- [Extracted text]
START

I have no problem with Apollo being a bully. I chose the kennel because they had a lot of traits that I like to see in a dog bully or not. So, one of these days he might just make a good puller. Not trying to offend, just wanted you to know that I never thought I had an APBT. When I said I don't believe him to be very bully, I meant in apperance not ped.


----------



## performanceknls (Apr 4, 2009)

{foot in mouth} sorry I thought when you said he was not bully you were referring to him as an APBT. sorry:hammer:


----------



## Bully_Boy_Joe (Jul 7, 2008)

Lol its cool. But, I do give you respect for being able to handle those gamedogs:thumbsup:. Im too young to go that direction by myself. I just got me a good drive bully lol.

Joe


----------



## vdubbinya (Oct 8, 2008)

pike has woods in his ped too. i highlighted them, this is his top half (sires)


----------



## Bully_Boy_Joe (Jul 7, 2008)

Nice...
Where did you get your boy from?

END

- [Data excerpts]
START

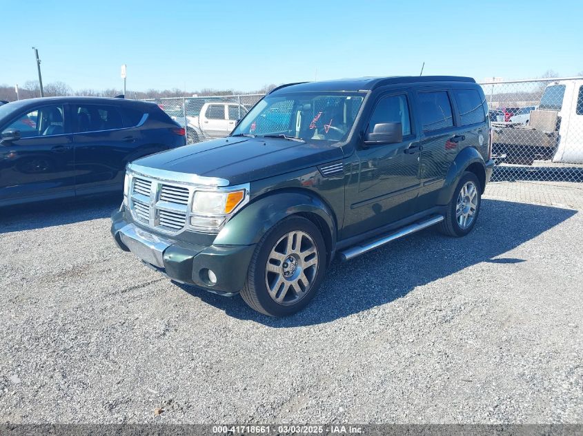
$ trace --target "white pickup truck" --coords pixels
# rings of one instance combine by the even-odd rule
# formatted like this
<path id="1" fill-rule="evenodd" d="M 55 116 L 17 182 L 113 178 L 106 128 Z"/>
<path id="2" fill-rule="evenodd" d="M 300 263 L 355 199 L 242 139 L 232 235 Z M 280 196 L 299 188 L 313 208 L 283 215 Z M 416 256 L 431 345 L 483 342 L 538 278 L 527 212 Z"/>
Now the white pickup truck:
<path id="1" fill-rule="evenodd" d="M 583 80 L 549 83 L 527 125 L 493 124 L 493 151 L 506 163 L 583 163 Z"/>
<path id="2" fill-rule="evenodd" d="M 186 129 L 189 144 L 207 139 L 223 138 L 235 128 L 237 120 L 247 114 L 247 108 L 236 103 L 208 102 L 204 103 L 197 115 L 189 115 L 186 111 L 186 126 L 184 116 L 172 116 Z"/>

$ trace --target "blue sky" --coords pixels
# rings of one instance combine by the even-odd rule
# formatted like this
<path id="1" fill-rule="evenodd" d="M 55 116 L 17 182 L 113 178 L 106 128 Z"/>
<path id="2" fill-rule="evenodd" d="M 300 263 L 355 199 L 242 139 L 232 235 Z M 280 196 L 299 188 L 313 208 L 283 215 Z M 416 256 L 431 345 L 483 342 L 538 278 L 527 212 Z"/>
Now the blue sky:
<path id="1" fill-rule="evenodd" d="M 235 88 L 340 77 L 583 70 L 580 1 L 3 0 L 0 84 Z M 10 18 L 8 18 L 10 17 Z M 560 43 L 559 43 L 560 42 Z"/>

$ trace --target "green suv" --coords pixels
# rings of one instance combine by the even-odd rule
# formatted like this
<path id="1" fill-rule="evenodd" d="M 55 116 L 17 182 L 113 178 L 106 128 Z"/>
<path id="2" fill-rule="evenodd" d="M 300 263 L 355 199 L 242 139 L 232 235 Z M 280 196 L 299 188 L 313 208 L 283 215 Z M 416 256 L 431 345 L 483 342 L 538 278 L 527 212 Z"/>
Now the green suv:
<path id="1" fill-rule="evenodd" d="M 290 315 L 335 257 L 472 230 L 494 165 L 487 114 L 465 77 L 281 86 L 230 136 L 128 165 L 111 232 L 173 280 Z"/>

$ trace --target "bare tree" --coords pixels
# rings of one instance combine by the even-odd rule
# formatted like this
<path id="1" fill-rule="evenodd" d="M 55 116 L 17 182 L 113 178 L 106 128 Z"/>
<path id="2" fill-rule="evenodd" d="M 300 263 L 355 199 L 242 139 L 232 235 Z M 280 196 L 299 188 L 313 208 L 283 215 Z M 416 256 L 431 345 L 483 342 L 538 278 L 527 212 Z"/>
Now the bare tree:
<path id="1" fill-rule="evenodd" d="M 52 82 L 48 83 L 43 87 L 46 97 L 57 97 L 71 95 L 73 90 L 64 82 Z"/>

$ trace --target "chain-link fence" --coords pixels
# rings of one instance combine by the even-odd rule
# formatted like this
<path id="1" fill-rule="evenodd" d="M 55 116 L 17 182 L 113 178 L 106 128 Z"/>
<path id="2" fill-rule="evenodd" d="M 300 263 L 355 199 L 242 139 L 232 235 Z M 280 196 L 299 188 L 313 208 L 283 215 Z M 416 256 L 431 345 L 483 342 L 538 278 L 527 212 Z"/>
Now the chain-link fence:
<path id="1" fill-rule="evenodd" d="M 185 128 L 188 144 L 223 138 L 237 121 L 264 96 L 263 94 L 152 98 Z"/>
<path id="2" fill-rule="evenodd" d="M 485 82 L 493 180 L 583 182 L 583 77 Z"/>
<path id="3" fill-rule="evenodd" d="M 492 180 L 583 182 L 583 77 L 480 83 L 489 108 Z M 161 98 L 189 144 L 226 136 L 264 94 Z"/>

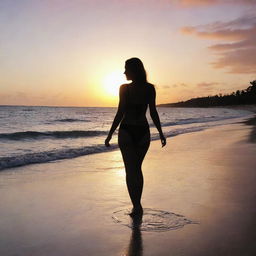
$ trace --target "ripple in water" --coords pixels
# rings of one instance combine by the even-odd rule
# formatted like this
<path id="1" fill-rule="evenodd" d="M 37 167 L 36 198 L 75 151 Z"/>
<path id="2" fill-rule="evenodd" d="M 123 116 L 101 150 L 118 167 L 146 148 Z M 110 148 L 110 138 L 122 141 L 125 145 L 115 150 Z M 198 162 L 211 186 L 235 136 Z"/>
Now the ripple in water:
<path id="1" fill-rule="evenodd" d="M 130 210 L 128 209 L 118 210 L 113 212 L 112 218 L 116 223 L 134 228 L 134 223 L 129 213 Z M 182 228 L 187 224 L 199 223 L 176 213 L 144 208 L 142 221 L 139 225 L 141 231 L 164 232 Z"/>

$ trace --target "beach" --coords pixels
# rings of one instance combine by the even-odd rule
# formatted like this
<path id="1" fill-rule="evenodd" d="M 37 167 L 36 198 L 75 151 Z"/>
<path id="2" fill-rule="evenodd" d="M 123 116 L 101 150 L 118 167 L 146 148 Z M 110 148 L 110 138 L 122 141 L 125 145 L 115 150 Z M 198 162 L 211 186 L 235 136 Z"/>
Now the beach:
<path id="1" fill-rule="evenodd" d="M 255 255 L 253 131 L 239 122 L 152 141 L 143 207 L 191 220 L 162 232 L 113 218 L 131 209 L 119 150 L 4 170 L 0 255 Z"/>

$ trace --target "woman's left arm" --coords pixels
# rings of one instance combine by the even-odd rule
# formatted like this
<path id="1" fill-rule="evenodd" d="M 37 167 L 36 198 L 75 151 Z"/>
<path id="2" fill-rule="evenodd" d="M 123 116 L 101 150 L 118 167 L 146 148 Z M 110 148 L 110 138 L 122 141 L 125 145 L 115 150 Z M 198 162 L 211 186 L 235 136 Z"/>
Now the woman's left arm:
<path id="1" fill-rule="evenodd" d="M 110 128 L 110 131 L 108 133 L 108 137 L 105 140 L 105 145 L 106 147 L 109 147 L 109 141 L 112 138 L 113 133 L 115 132 L 117 126 L 120 124 L 121 120 L 123 119 L 124 116 L 124 110 L 125 110 L 125 97 L 124 97 L 124 92 L 125 92 L 125 87 L 126 85 L 123 84 L 120 86 L 119 89 L 119 104 L 118 104 L 118 109 L 116 112 L 116 116 L 114 118 L 114 121 L 112 123 L 112 126 Z"/>

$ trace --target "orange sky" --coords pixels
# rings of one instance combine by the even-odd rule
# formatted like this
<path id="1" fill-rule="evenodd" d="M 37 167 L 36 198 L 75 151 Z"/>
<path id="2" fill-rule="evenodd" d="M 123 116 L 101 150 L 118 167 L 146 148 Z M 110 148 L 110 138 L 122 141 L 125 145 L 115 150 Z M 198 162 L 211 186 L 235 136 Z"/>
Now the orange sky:
<path id="1" fill-rule="evenodd" d="M 254 0 L 3 0 L 0 104 L 116 106 L 130 57 L 157 103 L 244 89 L 255 13 Z"/>

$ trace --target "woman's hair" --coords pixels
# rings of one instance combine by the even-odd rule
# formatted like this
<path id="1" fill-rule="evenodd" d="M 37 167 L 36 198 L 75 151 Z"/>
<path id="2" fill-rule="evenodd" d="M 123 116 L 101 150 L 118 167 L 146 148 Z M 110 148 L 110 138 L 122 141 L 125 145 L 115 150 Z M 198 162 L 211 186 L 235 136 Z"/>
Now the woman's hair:
<path id="1" fill-rule="evenodd" d="M 125 62 L 125 67 L 132 73 L 133 80 L 147 83 L 147 74 L 142 61 L 139 58 L 131 58 Z"/>

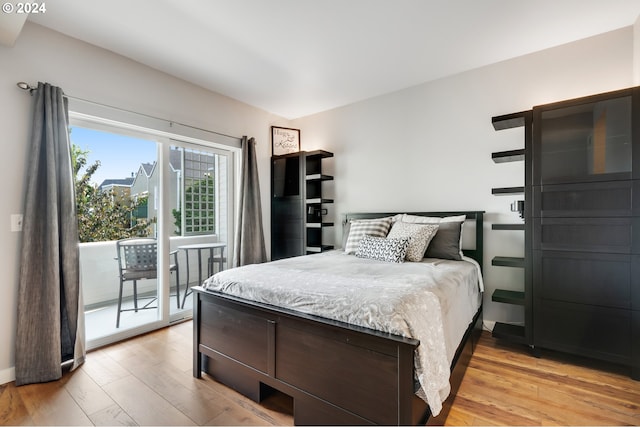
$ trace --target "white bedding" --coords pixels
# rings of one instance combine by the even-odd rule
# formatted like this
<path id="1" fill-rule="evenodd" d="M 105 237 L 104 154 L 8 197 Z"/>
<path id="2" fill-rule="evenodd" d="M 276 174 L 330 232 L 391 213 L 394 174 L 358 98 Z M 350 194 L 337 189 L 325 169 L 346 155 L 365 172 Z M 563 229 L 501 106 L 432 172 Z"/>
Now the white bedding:
<path id="1" fill-rule="evenodd" d="M 205 289 L 420 340 L 417 394 L 440 413 L 450 365 L 481 302 L 477 263 L 400 264 L 335 250 L 225 270 Z"/>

END

- [What this exercise asks]
a – In the dog forum thread, switch "highlighted" to "circled" and give the passage again, starting with "## vdubbinya (Oct" and going on through "your boy from?".
b – In the dog forum thread, why does Bully_Boy_Joe say he will not go the gamedog direction by himself?
c – Extend the dog forum thread past its final post.

- [Expected results]
a –
## vdubbinya (Oct 8, 2008)

pike has woods in his ped too. i circled them, this is his top half (sires)


----------



## Bully_Boy_Joe (Jul 7, 2008)

Nice...
Where did you get your boy from?

b – He says he is too young to go that direction by himself.

c –
----------



## Bethb2007 (Jul 5, 2009)

The Wood's posted in the pedigree above is marsha Woods EZ stuff. She was a breeder of Amstaffs (WoodForest Kennel) and had some nice ones. Some were even used in hog hunting. She also had rednose OFRN, but bred them under woods wilder. She kept both lines separate. 
The other WOODS kennel on the first page, the BULLY one, is a fly by nighter kennel, that I never heard of, nor want to.


----------



## Indigo Bully Connection (Dec 21, 2006)

Bethb2007 said:


> The Wood's posted in the pedigree above is marsha Woods EZ stuff. She was a breeder of Amstaffs (WoodForest Kennel) and had some nice ones. Some were even used in hog hunting. She also had rednose OFRN, but bred them under woods wilder. She kept both lines separate.
> The other WOODS kennel on the first page, the BULLY one, is a fly by nighter kennel, that I never heard of, nor want to.


I guess my dog is a loser then because she has both wilder and woods intertwined


----------



## Bully_Boy_Joe (Jul 7, 2008)

Mines a loser right with yours Ms. Shana.


----------



## Indigo Bully Connection (Dec 21, 2006)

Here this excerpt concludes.